■ Records for the exercise ■
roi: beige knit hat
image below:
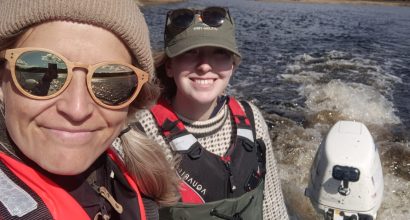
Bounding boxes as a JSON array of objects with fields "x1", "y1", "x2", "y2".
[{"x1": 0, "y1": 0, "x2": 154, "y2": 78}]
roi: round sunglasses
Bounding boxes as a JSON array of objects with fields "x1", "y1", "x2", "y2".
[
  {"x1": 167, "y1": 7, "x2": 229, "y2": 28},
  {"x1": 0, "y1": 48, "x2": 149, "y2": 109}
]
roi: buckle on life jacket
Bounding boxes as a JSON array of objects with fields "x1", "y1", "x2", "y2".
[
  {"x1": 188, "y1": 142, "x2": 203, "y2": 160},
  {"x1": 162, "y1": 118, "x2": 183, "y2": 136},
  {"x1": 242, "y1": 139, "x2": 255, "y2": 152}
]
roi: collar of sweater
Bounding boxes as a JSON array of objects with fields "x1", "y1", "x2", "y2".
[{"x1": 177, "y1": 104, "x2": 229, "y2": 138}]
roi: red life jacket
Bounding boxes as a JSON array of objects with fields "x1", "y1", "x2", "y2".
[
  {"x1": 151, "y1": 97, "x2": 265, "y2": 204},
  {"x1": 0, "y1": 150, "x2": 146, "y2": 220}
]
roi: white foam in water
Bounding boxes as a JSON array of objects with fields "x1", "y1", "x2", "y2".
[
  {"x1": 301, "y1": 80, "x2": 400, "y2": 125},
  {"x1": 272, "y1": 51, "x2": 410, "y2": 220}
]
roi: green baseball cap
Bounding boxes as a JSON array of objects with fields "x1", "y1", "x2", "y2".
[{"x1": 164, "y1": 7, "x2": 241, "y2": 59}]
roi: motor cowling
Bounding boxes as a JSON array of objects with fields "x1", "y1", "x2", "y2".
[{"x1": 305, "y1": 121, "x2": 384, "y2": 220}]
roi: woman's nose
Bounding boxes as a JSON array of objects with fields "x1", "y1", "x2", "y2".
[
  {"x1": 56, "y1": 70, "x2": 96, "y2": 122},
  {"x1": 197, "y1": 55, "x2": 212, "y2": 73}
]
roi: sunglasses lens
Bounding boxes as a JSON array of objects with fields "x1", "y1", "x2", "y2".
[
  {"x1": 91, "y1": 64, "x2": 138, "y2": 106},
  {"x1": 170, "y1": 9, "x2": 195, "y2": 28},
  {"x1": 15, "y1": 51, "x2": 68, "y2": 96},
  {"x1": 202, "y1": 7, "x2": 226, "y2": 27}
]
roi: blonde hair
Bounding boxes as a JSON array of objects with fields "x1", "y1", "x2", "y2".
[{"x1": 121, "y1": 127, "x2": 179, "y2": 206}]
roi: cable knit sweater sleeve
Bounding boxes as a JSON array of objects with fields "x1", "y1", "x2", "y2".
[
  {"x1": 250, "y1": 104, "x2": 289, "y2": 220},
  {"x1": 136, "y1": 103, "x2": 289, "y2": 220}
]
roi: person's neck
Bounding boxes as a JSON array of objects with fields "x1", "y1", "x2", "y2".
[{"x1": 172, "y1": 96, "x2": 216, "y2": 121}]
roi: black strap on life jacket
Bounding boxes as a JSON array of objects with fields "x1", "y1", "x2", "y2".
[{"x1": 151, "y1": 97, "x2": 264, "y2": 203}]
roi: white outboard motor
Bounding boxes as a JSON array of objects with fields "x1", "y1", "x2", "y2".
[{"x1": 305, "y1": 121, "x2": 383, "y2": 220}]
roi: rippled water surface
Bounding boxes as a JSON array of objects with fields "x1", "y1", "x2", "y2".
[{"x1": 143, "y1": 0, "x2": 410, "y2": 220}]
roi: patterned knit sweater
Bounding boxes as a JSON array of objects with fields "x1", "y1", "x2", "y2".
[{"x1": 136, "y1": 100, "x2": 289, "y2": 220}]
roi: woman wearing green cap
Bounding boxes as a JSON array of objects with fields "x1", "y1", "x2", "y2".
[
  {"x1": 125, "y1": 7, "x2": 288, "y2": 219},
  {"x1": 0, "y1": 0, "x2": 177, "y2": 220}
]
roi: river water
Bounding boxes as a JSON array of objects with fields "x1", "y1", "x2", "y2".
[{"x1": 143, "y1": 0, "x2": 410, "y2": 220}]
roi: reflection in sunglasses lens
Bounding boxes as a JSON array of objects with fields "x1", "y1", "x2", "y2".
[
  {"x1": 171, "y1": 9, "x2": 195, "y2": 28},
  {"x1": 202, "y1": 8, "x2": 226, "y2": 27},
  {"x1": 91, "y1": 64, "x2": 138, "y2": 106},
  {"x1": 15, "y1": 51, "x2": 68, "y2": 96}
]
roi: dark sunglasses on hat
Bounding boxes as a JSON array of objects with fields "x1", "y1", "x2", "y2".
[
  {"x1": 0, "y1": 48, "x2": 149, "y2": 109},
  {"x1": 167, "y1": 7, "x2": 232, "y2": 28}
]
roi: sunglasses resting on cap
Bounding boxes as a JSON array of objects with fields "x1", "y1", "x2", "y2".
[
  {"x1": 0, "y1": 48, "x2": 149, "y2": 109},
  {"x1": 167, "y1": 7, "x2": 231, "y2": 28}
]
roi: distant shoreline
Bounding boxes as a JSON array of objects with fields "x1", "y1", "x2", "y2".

■ Your goal ■
Exactly and only the lines from the one containing "roi: person's neck" through the end of the material are to be reproduced, both ends included.

■ Task answer ■
roi: person's neck
Bounding boxes as a JSON array of objects with fields "x1", "y1", "x2", "y2".
[{"x1": 172, "y1": 96, "x2": 216, "y2": 121}]
roi: black strap on life jacket
Bounding boxes as a JSON array of objects with fields "x1", "y1", "x2", "y2".
[{"x1": 151, "y1": 97, "x2": 264, "y2": 203}]
roi: white outboard motor
Bounding boxes as a JSON array of objects with fields "x1", "y1", "x2", "y2".
[{"x1": 305, "y1": 121, "x2": 383, "y2": 220}]
roi: rippled water surface
Bounding boxes as a JSON array of objects with fields "x1", "y1", "x2", "y2".
[{"x1": 143, "y1": 0, "x2": 410, "y2": 220}]
roi: patterned knit sweater
Bounding boxes as a JSON array of objects with fields "x1", "y1", "x2", "y2".
[{"x1": 136, "y1": 100, "x2": 289, "y2": 220}]
roi: woman wearing green cap
Bounding boxes as a JSON array of objects with fields "x1", "y1", "x2", "y2".
[
  {"x1": 125, "y1": 7, "x2": 288, "y2": 219},
  {"x1": 0, "y1": 0, "x2": 177, "y2": 220}
]
roi: river water
Bounding boxes as a JSON array of objects with fields "x1", "y1", "x2", "y2".
[{"x1": 143, "y1": 0, "x2": 410, "y2": 220}]
roi: reflection in sunglasses lens
Bounding boxes as a JSON array of objects with fields "x1", "y1", "x2", "y2".
[
  {"x1": 171, "y1": 9, "x2": 195, "y2": 28},
  {"x1": 202, "y1": 8, "x2": 226, "y2": 27},
  {"x1": 91, "y1": 64, "x2": 138, "y2": 106},
  {"x1": 15, "y1": 51, "x2": 68, "y2": 96}
]
roi: dark sunglasses on hat
Bounding boxes as a JSON array of objects with fields "x1", "y1", "x2", "y2".
[
  {"x1": 0, "y1": 48, "x2": 149, "y2": 109},
  {"x1": 167, "y1": 7, "x2": 232, "y2": 28}
]
roi: sunglasses resting on cap
Bounding boxes as a JSON array of objects with fields "x1", "y1", "x2", "y2".
[
  {"x1": 0, "y1": 48, "x2": 149, "y2": 109},
  {"x1": 167, "y1": 7, "x2": 231, "y2": 28}
]
roi: distant shoreline
Bounding boxes as a JSON array of objects with fields "x1", "y1", "x2", "y2".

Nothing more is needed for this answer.